■ Aim of the exercise ■
Below are the records. How many of their lines contain "belfry"? Give only the number.

■ Data provided ■
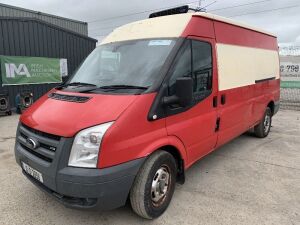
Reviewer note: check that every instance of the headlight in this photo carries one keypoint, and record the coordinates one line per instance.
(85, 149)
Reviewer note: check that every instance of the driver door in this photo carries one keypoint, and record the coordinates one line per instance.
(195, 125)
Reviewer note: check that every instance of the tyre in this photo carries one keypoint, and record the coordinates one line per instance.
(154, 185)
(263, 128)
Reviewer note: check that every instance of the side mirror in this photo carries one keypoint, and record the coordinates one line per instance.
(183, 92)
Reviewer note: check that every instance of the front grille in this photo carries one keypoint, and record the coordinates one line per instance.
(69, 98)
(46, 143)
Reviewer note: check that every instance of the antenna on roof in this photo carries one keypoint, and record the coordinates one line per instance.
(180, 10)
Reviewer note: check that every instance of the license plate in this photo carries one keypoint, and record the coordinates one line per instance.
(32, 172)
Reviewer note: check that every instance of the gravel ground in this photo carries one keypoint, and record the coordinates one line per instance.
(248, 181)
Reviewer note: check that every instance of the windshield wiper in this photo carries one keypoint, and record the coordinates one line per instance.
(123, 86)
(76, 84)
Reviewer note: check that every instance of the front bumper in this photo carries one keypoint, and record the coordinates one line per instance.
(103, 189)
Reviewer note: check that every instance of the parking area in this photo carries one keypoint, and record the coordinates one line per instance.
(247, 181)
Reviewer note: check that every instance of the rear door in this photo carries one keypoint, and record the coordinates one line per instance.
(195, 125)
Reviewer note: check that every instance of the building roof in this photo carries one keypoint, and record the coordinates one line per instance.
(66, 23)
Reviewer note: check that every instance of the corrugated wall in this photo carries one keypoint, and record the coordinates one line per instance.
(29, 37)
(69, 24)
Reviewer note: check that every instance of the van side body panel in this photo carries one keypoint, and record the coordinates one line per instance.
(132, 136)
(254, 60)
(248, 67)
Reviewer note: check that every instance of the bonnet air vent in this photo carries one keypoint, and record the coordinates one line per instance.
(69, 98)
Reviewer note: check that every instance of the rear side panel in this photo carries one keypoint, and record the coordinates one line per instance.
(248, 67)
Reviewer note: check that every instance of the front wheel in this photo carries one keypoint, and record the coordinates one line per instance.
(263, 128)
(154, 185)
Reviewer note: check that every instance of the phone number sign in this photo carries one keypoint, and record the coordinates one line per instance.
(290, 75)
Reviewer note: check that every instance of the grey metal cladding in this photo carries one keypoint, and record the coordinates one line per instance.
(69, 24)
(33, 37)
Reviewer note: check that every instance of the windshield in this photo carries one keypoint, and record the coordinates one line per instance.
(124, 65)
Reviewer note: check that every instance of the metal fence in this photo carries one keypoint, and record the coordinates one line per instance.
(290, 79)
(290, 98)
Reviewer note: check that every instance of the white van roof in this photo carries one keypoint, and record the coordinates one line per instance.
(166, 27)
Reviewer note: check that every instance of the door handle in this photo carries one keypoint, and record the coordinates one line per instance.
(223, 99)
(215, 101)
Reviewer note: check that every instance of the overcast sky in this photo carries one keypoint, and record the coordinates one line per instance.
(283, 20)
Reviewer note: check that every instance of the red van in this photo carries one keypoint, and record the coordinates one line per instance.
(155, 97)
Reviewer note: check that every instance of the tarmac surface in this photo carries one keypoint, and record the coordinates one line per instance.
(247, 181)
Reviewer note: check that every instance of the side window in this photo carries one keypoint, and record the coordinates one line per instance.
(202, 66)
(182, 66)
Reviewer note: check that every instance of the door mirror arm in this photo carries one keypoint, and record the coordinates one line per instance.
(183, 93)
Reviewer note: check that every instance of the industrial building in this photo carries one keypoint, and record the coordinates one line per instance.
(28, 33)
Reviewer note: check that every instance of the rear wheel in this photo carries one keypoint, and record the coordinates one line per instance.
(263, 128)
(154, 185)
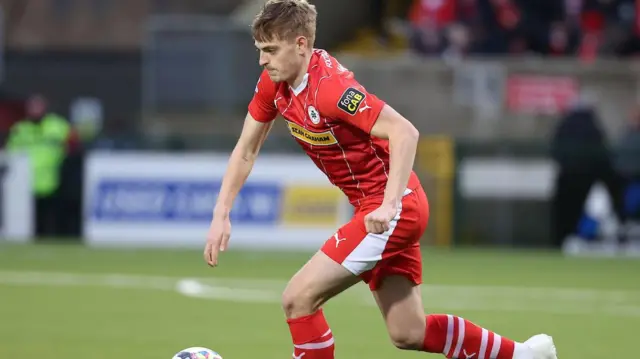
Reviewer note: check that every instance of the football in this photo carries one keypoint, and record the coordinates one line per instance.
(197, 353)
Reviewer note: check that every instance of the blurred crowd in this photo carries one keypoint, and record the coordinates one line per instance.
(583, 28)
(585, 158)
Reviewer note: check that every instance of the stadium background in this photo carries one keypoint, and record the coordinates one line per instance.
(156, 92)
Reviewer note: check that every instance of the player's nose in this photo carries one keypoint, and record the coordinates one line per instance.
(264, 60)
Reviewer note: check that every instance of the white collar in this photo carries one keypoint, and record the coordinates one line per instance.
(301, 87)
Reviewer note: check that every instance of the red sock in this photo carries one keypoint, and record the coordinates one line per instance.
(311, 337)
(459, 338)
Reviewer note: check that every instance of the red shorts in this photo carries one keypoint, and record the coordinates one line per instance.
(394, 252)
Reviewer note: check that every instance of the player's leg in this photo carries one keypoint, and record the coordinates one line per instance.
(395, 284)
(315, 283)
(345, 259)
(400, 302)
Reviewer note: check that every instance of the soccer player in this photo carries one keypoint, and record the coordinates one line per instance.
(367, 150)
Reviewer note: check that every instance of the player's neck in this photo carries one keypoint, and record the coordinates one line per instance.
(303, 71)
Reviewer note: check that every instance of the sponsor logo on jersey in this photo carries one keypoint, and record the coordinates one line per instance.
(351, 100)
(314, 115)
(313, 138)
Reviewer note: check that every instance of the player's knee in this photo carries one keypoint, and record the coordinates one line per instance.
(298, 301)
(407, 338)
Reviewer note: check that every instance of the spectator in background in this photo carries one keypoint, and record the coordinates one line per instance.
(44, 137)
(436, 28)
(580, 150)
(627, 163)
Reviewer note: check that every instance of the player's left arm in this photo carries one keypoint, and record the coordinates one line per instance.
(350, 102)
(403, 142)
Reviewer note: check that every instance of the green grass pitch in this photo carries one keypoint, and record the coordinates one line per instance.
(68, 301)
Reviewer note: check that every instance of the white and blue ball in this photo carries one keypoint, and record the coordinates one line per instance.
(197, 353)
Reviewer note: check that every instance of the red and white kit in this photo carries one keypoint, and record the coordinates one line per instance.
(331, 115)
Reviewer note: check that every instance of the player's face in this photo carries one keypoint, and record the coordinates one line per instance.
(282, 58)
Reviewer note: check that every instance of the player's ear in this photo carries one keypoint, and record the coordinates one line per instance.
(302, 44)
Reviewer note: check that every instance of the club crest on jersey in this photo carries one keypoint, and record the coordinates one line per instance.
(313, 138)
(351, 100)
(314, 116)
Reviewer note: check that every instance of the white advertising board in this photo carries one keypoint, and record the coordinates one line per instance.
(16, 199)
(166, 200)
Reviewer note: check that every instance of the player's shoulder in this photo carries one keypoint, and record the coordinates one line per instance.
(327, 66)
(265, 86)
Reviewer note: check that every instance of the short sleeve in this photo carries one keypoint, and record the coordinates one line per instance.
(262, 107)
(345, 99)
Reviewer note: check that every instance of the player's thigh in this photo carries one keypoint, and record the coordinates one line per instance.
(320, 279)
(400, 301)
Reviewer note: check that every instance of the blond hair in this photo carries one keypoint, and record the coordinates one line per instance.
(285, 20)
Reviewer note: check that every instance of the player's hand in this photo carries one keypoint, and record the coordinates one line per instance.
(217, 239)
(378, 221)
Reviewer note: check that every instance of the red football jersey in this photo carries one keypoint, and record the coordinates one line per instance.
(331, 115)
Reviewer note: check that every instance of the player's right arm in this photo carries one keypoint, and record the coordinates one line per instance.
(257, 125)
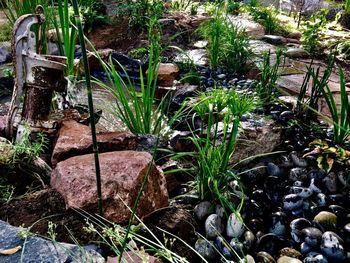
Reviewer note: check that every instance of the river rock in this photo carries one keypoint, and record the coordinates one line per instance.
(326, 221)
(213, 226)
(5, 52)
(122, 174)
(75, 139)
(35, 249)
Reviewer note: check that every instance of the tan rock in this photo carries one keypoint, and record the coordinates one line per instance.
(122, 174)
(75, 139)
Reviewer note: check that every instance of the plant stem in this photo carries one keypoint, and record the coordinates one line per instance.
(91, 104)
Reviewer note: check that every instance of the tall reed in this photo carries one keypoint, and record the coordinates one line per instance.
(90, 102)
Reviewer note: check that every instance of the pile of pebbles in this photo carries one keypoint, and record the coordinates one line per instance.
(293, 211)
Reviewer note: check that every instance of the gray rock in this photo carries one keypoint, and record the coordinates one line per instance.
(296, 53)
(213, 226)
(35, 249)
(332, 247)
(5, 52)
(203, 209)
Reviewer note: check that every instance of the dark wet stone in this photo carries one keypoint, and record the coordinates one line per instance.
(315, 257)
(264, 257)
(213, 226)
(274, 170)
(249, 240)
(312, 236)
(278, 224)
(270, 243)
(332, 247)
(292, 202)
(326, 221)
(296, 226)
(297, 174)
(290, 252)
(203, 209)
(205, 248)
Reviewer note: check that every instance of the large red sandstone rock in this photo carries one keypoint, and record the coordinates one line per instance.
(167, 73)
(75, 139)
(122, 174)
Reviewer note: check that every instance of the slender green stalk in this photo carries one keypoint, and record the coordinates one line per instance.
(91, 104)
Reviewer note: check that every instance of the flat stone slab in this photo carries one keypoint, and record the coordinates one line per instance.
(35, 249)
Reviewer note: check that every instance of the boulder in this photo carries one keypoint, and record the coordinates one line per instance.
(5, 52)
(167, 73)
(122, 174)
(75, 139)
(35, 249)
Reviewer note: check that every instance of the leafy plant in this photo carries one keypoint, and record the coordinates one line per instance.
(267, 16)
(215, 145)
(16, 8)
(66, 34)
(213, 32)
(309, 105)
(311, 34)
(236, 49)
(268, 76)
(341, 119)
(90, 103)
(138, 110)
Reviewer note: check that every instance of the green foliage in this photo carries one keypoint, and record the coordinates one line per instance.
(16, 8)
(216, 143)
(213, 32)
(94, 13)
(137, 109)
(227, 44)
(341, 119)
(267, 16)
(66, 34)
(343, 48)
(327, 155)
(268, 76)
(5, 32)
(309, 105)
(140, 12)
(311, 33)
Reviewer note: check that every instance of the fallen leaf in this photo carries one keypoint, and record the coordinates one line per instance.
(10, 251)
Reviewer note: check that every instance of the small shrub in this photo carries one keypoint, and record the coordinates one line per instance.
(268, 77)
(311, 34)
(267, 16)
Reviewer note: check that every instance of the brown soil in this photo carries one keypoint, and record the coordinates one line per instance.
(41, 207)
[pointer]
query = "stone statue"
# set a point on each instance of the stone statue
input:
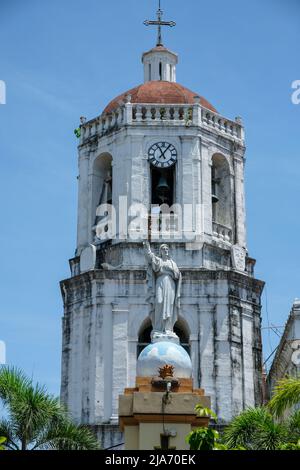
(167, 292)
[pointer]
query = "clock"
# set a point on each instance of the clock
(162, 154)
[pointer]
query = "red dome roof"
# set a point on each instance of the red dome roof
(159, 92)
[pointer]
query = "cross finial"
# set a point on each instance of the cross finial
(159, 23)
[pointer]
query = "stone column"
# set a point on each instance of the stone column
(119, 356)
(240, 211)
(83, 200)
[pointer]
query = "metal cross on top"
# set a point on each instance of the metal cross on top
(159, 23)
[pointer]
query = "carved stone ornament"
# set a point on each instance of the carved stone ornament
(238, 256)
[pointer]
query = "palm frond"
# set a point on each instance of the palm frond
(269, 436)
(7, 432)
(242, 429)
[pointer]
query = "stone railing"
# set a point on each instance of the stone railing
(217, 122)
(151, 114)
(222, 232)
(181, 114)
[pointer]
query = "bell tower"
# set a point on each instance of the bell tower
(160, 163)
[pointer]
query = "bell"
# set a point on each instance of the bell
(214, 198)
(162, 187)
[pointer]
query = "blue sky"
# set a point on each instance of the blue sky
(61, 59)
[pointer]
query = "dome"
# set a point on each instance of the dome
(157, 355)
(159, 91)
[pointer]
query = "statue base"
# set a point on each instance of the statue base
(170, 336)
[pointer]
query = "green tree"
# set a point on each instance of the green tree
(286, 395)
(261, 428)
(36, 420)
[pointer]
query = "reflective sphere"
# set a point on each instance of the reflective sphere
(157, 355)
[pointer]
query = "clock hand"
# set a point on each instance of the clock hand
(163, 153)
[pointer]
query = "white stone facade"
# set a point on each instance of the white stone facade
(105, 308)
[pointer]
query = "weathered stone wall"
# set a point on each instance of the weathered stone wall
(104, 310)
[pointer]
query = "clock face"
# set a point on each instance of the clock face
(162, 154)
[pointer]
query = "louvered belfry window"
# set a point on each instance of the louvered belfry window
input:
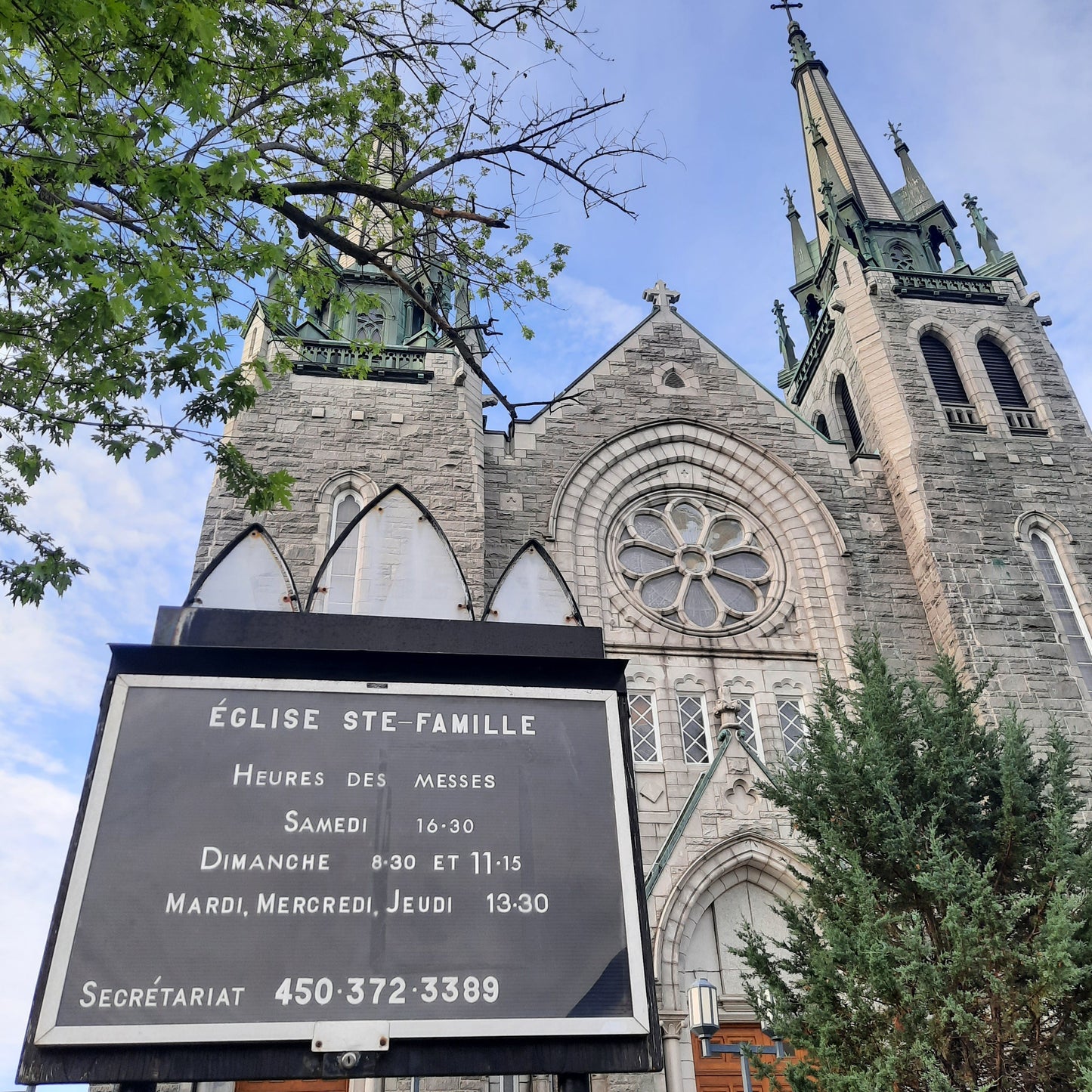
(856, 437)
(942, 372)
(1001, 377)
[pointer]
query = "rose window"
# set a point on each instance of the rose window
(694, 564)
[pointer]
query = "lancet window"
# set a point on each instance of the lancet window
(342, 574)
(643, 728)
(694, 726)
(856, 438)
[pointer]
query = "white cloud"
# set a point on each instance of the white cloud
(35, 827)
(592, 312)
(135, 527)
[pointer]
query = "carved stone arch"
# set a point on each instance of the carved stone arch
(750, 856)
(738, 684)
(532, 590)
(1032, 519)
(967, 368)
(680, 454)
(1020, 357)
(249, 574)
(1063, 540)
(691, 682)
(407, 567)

■ Task solution ■
2